Exercise directions :: The answer must be every line of the records below that contains the word "with".

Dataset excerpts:
────────────────────
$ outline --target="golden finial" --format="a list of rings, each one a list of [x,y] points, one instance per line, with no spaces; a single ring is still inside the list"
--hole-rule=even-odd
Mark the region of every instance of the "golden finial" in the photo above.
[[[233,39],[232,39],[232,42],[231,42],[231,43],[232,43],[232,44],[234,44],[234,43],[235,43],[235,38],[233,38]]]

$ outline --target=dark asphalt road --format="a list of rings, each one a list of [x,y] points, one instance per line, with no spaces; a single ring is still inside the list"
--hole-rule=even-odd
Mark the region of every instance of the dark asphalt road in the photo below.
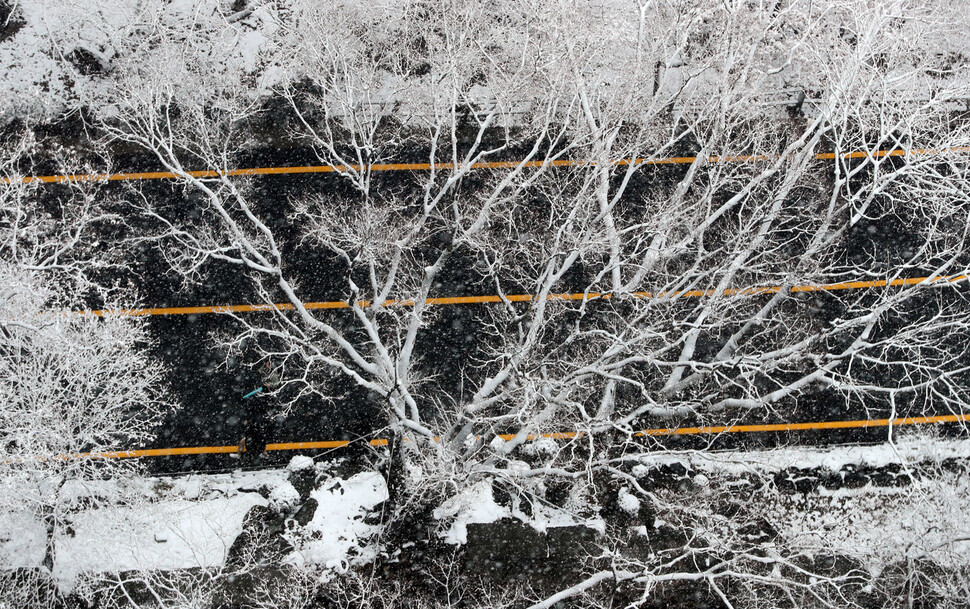
[[[423,152],[417,151],[413,158],[407,155],[401,160],[421,160]],[[252,154],[240,160],[240,166],[257,165],[298,165],[314,162],[306,149],[286,148]],[[119,170],[150,170],[157,165],[149,157],[130,157],[119,163]],[[648,175],[638,177],[631,184],[637,188],[648,188],[658,181],[669,180],[681,167],[652,168]],[[641,172],[644,173],[644,172]],[[395,181],[405,180],[406,176],[382,176],[387,187],[399,187]],[[307,300],[341,300],[344,285],[343,271],[337,261],[323,251],[297,245],[297,227],[288,221],[287,212],[291,197],[307,192],[326,192],[335,196],[351,194],[346,184],[330,174],[272,176],[253,178],[254,198],[258,200],[260,213],[265,221],[276,231],[277,238],[296,252],[288,259],[288,272],[299,278],[301,295]],[[638,181],[639,180],[639,181]],[[57,187],[53,187],[57,188]],[[185,208],[191,213],[196,205],[191,197],[186,198],[182,189],[167,181],[145,185],[149,196],[160,200],[172,201],[173,205]],[[891,258],[892,252],[916,244],[915,236],[904,230],[902,222],[883,219],[878,224],[860,222],[853,228],[846,243],[847,262],[854,258]],[[880,252],[883,252],[880,254]],[[136,253],[137,259],[130,261],[124,279],[130,281],[142,295],[144,306],[191,306],[211,304],[236,304],[258,302],[251,285],[238,268],[219,263],[210,263],[203,270],[201,280],[195,284],[183,284],[162,260],[159,252],[143,248]],[[477,285],[478,277],[472,270],[470,261],[457,259],[448,269],[437,295],[462,296],[487,292],[487,288]],[[577,286],[579,287],[579,286]],[[280,299],[282,300],[282,298]],[[834,301],[833,301],[834,302]],[[474,335],[484,319],[483,307],[488,305],[467,305],[444,307],[434,327],[429,332],[437,345],[436,355],[430,357],[427,365],[445,379],[445,386],[458,386],[461,379],[462,364],[467,361],[469,349],[466,345],[474,340]],[[822,304],[823,308],[826,306]],[[327,315],[340,316],[346,312],[332,311]],[[827,315],[837,316],[833,309]],[[256,314],[258,315],[258,314]],[[165,370],[169,395],[174,404],[158,430],[156,440],[149,446],[176,447],[200,445],[236,444],[243,435],[242,396],[260,384],[256,373],[255,356],[242,354],[239,358],[228,359],[217,346],[218,337],[230,334],[237,322],[228,316],[188,315],[172,317],[153,317],[148,321],[151,335],[156,344],[153,353]],[[296,442],[311,440],[352,440],[373,435],[375,428],[382,422],[378,416],[377,405],[359,389],[341,385],[329,388],[334,396],[332,402],[319,399],[303,399],[289,413],[270,424],[270,440],[273,442]],[[271,396],[260,395],[254,398],[272,413],[276,408]],[[800,398],[797,406],[791,409],[789,420],[846,420],[863,419],[876,416],[865,410],[862,405],[852,406],[844,399],[831,393],[820,392],[810,397]],[[879,415],[882,416],[882,415]],[[725,421],[739,422],[739,421]],[[777,420],[744,420],[746,423],[778,422]],[[690,424],[677,422],[677,424]],[[961,433],[960,426],[947,426],[948,433]],[[728,435],[724,437],[675,436],[663,440],[651,439],[657,448],[671,449],[706,448],[760,448],[780,444],[836,444],[836,443],[877,443],[885,440],[885,429],[873,430],[829,430],[785,433],[759,433]],[[347,450],[347,449],[343,449]],[[360,450],[364,450],[361,448]],[[292,453],[271,453],[270,460],[282,463]],[[150,459],[149,467],[154,471],[182,471],[200,469],[224,469],[238,466],[238,461],[226,455],[199,455],[187,457],[164,457]]]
────────────────────
Reply ::
$ outline --target="golden finial" --format="a list of rings, each one a list of [x,y] points, one instance per line, with no spaces; a single ring is still inside the list"
$ outline --target=dark asphalt road --format="a list of rings, each one a list of [x,y] points, one instance per line, with no spaces; a single ring is still inside the list"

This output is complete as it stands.